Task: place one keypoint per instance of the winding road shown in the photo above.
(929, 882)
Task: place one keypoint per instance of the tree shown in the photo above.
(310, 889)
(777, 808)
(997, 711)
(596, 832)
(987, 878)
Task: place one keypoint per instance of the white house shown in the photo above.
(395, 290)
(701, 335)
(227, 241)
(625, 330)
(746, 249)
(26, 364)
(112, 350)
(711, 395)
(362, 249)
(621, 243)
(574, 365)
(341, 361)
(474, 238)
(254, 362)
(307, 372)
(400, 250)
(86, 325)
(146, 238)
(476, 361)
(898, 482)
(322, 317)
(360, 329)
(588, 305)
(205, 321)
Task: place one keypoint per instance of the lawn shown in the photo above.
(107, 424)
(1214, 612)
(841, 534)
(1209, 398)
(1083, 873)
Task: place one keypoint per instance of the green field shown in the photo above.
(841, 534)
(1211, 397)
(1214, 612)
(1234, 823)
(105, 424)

### [Aim of the task]
Recast every line of the records above as a numbered list, leaving out any blank lines.

### [The completed task]
1. Task: place one keypoint per instance of the winding road shown in the photo above.
2. (929, 882)
3. Task: place one keypoint per instance of the tree shown in the photo above.
4. (310, 889)
5. (777, 808)
6. (997, 711)
7. (596, 832)
8. (987, 878)
9. Task: place one keypoint per instance of the white house shown in the photo above.
10. (395, 290)
11. (701, 335)
12. (227, 241)
13. (625, 330)
14. (746, 249)
15. (26, 364)
16. (112, 350)
17. (711, 395)
18. (362, 249)
19. (621, 243)
20. (574, 365)
21. (341, 361)
22. (474, 238)
23. (254, 362)
24. (307, 372)
25. (400, 250)
26. (86, 325)
27. (146, 238)
28. (476, 361)
29. (898, 482)
30. (322, 317)
31. (360, 329)
32. (588, 305)
33. (205, 321)
34. Task: place one keypoint per instance of the lawn shown in the photo above.
35. (107, 424)
36. (1214, 612)
37. (841, 534)
38. (1209, 398)
39. (1083, 873)
40. Task: place one keypoint per instance of the green field shown in the photo above.
41. (841, 534)
42. (1211, 397)
43. (1214, 612)
44. (1234, 823)
45. (105, 424)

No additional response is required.